§ **Source extract**:
· · · · ·

Caffeine withdrawal was recognized as a disorder in September 2004 If you missed your morning coffee and now you have a headache and difficulty concentrating, you might be able to blame it on caffeine withdrawal. In general, the more caffeine consumed, the more severe withdrawal symptoms are likely to be, but as little as one standard cup of coffee a day can produce caffeine addiction, according to a Johns Hopkins study that reviewed over 170 years of caffeine withdrawal research.

Results of the Johns Hopkins study should result in caffeine withdrawal being included in the next edition of the DSM, the Diagnostic and Statistical Manual of Mental Disorders, considered the bible of mental disorders, and the diagnosis should be updated in the World Health Organization’s ICD, the International Statistical Classification of Diseases and Related Health Problems.

· · · · ·

§ **Supplied records**:
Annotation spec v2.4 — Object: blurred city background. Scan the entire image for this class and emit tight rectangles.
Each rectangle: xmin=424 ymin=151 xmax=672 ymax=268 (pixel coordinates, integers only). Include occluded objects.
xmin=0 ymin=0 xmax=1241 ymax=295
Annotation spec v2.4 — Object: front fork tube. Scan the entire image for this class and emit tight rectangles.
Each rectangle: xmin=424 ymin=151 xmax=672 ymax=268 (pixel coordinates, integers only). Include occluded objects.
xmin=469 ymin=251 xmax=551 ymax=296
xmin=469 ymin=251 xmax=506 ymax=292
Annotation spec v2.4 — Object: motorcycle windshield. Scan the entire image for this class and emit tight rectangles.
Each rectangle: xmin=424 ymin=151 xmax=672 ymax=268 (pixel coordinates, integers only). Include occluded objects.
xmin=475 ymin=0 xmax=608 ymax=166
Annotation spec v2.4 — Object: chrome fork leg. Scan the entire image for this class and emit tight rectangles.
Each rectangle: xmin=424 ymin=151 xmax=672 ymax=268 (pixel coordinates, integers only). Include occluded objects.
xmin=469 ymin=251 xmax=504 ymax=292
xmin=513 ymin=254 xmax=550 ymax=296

· · · · ·

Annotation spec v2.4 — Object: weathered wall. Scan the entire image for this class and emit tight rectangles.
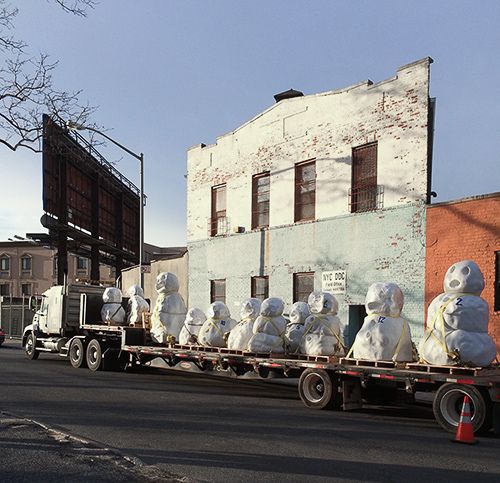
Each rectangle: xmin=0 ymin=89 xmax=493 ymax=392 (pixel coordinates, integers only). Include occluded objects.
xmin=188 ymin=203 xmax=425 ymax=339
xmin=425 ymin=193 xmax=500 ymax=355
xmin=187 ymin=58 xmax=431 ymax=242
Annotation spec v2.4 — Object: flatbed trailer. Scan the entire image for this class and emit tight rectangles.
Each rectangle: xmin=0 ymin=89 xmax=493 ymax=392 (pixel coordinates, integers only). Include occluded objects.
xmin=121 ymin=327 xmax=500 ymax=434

· · · · ·

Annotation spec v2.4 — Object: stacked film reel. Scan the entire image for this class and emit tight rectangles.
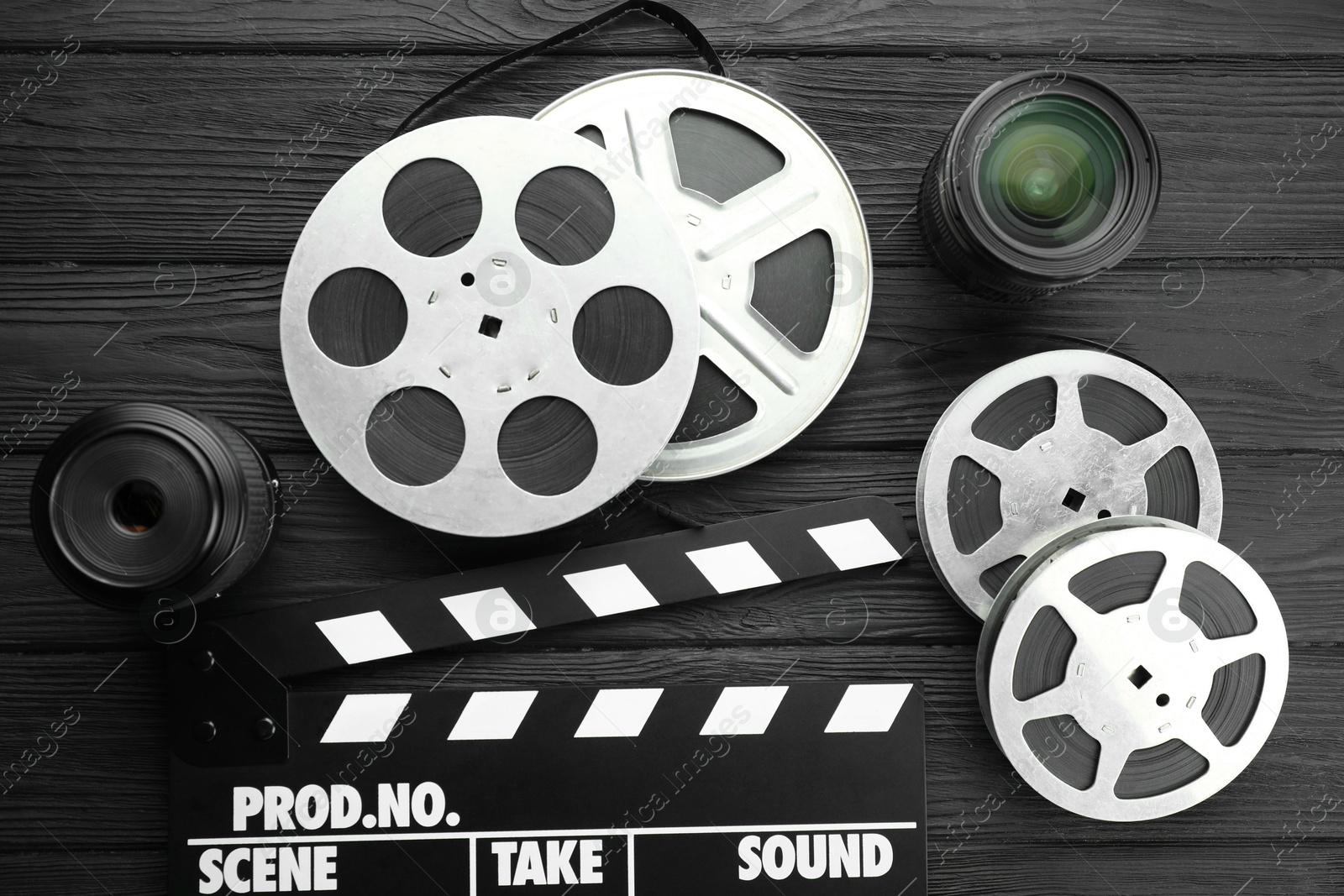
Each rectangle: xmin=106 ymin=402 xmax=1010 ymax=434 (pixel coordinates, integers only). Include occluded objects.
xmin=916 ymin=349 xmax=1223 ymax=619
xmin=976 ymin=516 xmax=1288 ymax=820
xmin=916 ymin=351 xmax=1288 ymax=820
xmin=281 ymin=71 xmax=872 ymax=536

· · · · ·

§ **Tasks to perform**:
1. Copy the caffeine withdrawal text word for word, starting with "Caffeine withdrawal was" and going on through "caffeine withdrawal research.".
2. Proceed with the caffeine withdrawal text, picking up after its last sentence.
The rows have nothing to do with what comes next.

§ **Outputs in order**:
1.
Caffeine withdrawal was recognized as a disorder in September 2004 If you missed your morning coffee and now you have a headache and difficulty concentrating, you might be able to blame it on caffeine withdrawal. In general, the more caffeine consumed, the more severe withdrawal symptoms are likely to be, but as little as one standard cup of coffee a day can produce caffeine addiction, according to a Johns Hopkins study that reviewed over 170 years of caffeine withdrawal research.

2.
“Caffeine is the world’s most commonly used stimulant, and it’s cheap and readily available so people can maintain their use of caffeine quite easily,” says Roland Griffiths, Ph.D., professor of psychiatry and neuroscience at Johns Hopkins. “The latest research demonstrates, however, that when people don’t get their usual dose they can suffer a range of withdrawal symptoms and they may even feel like they have the flu with nausea and muscle pain.”

Griffiths, and colleague Laura Juliano, Ph.D., of American University published these findings in the October 2004 issue of the journal Psychopharmacology:

“Despite more than a century and a half of investigation into caffeine withdrawal, doctors and other health professionals have had no scientifically based framework for diagnosing the syndrome,” says Griffiths. “Our goal was to critically review the literature regarding caffeine withdrawal to validate the symptoms and signs of illness associated with it, and to determine how often withdrawal produced clinically significant distress.”

In their review, the researchers identified 57 experimental studies and nine survey studies on caffeine withdrawal, and examined each to assess the validity of the reported findings.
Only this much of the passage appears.